[To do] In the records below, the line with "Query: overcast sky" opens the range and the line with "of the debris" closes it; print that range exactly and nothing else.

----------------

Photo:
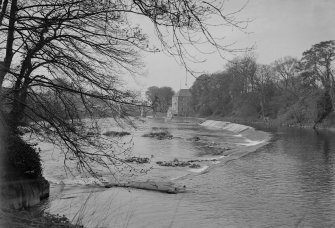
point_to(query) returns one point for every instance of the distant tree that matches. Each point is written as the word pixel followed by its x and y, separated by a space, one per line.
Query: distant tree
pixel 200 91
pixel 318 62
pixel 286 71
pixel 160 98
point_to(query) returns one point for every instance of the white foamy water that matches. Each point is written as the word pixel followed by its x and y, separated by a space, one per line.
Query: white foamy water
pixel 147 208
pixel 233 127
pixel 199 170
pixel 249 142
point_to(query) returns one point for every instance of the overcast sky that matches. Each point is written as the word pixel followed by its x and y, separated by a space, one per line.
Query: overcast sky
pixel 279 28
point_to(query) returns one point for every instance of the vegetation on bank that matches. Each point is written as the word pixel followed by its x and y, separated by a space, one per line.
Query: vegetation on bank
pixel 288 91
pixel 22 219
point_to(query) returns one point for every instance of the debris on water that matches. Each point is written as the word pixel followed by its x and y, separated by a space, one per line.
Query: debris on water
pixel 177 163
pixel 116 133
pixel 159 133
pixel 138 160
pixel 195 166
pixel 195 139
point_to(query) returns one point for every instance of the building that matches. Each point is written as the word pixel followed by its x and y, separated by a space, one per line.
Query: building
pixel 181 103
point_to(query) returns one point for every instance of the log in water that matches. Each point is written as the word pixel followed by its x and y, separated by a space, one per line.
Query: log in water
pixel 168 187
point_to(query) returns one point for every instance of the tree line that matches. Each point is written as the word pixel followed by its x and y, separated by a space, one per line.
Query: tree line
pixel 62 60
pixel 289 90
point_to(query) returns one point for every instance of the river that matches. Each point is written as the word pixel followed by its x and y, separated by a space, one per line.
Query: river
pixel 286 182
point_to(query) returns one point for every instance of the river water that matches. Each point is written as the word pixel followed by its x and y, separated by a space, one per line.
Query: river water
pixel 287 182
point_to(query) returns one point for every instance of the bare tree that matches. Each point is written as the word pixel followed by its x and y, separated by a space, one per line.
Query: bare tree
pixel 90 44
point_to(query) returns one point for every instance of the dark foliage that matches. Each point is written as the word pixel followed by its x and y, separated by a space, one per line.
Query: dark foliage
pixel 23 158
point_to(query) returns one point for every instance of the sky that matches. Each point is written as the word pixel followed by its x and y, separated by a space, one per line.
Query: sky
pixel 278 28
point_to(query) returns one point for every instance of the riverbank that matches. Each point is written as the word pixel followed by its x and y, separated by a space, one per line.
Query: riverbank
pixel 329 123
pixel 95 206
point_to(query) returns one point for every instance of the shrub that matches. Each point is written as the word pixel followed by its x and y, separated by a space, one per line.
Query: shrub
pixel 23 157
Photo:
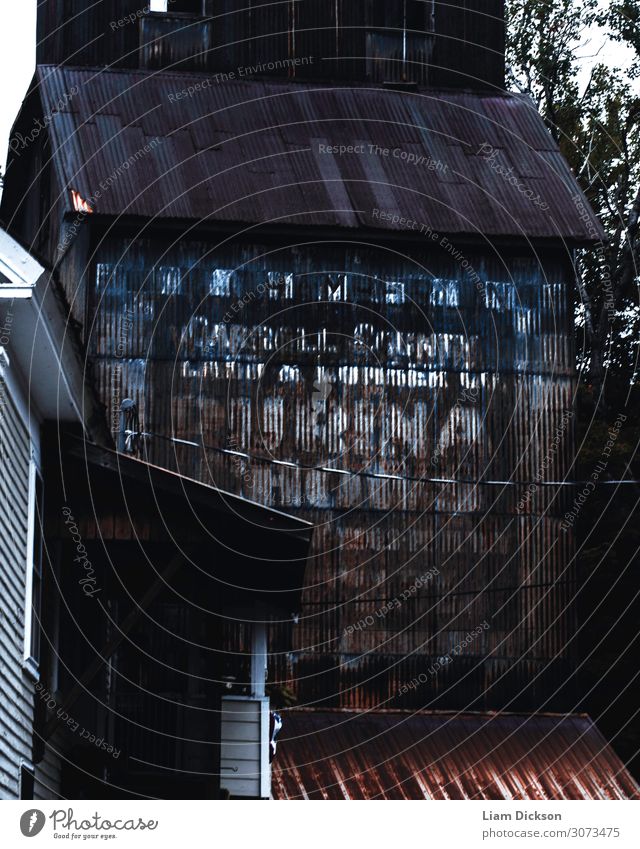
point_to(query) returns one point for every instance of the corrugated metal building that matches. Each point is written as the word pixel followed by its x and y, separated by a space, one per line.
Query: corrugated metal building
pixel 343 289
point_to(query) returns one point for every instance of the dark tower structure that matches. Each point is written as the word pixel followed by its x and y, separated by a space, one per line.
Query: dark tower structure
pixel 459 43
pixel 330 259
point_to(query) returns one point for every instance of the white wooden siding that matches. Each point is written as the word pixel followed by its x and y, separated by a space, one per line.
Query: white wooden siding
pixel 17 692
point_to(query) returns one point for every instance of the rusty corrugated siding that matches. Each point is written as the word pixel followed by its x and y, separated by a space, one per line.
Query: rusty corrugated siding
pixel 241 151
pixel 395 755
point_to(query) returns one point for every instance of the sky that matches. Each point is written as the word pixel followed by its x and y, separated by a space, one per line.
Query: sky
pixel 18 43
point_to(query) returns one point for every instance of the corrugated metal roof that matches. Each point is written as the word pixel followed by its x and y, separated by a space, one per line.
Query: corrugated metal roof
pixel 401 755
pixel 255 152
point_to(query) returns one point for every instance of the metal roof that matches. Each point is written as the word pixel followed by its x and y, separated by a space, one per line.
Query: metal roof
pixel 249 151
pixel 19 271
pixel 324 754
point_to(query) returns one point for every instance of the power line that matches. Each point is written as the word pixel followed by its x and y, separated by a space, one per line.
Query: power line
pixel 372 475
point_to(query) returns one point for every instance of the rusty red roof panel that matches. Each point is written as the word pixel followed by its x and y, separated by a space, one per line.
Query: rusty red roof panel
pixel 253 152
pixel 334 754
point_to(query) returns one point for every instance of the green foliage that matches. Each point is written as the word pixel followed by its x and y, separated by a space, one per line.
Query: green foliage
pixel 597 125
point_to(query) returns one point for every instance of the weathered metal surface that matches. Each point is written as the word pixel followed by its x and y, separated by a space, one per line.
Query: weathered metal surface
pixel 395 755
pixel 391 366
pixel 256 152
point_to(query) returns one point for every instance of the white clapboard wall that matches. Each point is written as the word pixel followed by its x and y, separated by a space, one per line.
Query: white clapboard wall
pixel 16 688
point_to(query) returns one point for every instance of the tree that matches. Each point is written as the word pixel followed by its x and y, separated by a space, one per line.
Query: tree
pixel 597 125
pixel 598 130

----------------

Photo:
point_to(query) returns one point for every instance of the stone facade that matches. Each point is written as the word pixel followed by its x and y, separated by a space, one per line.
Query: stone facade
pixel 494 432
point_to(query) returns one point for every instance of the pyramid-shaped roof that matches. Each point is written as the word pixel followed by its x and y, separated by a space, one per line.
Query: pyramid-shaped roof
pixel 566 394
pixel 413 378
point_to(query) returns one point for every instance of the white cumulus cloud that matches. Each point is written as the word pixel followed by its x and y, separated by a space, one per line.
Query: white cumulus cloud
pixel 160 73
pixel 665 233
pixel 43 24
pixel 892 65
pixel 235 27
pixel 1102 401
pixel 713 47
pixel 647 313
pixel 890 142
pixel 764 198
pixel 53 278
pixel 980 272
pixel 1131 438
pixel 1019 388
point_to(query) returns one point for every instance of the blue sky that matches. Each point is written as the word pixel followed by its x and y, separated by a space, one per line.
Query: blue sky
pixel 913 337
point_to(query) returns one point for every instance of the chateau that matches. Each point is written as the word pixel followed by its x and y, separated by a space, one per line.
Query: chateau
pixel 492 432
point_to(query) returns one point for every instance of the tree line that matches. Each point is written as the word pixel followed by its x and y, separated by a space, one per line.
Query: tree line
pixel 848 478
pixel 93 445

----------------

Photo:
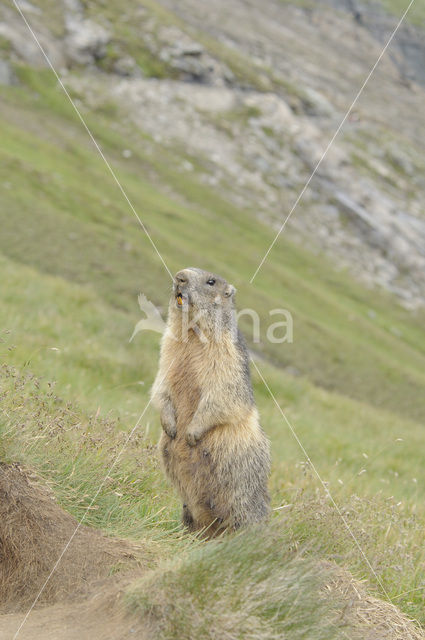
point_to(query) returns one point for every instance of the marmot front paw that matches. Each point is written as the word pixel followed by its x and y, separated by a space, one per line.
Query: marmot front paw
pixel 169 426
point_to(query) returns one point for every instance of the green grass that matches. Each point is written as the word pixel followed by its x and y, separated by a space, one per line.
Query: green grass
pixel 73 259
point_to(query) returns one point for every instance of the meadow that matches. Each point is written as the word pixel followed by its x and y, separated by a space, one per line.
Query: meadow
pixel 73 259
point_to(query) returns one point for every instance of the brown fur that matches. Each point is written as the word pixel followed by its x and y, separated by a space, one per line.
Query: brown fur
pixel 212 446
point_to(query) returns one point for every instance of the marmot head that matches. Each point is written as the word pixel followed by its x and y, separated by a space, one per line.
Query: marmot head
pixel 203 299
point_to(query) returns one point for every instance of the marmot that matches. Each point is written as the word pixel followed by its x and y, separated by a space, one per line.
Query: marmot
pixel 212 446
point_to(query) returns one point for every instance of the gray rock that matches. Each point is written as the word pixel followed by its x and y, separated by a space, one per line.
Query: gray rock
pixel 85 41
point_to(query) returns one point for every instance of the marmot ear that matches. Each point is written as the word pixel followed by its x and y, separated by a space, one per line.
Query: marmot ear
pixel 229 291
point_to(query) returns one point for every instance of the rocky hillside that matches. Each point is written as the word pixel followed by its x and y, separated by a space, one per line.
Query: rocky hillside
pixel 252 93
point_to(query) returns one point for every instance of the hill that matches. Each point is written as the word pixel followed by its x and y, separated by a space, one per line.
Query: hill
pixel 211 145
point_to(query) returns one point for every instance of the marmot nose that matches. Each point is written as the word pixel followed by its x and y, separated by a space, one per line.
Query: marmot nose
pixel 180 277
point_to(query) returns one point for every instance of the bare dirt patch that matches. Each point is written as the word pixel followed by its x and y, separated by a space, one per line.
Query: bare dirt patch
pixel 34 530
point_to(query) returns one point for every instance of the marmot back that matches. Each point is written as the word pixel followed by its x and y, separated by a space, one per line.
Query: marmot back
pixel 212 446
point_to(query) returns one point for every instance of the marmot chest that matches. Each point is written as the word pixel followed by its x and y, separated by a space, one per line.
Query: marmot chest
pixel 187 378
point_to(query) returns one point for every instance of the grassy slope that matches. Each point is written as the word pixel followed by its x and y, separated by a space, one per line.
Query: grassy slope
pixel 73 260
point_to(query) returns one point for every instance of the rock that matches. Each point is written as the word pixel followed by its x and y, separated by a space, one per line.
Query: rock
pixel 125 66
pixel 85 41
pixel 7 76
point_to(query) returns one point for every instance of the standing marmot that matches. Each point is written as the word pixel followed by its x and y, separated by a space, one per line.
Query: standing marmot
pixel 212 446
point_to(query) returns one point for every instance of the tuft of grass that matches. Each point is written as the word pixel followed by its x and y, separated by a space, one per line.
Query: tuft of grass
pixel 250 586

----------------

[Response to the task]
Query: overcast sky
pixel 279 28
point_to(query) returns one point for every instance of the vegetation on bank that matches. Each point is written as the word pixel followed by its x and y, separated by a space, one per line.
Query: vegetation on bank
pixel 288 91
pixel 22 219
point_to(query) returns one point for every instance of the debris on water that matches. Each point is written as the word pixel followed by its x and y, separated by a space, one per line.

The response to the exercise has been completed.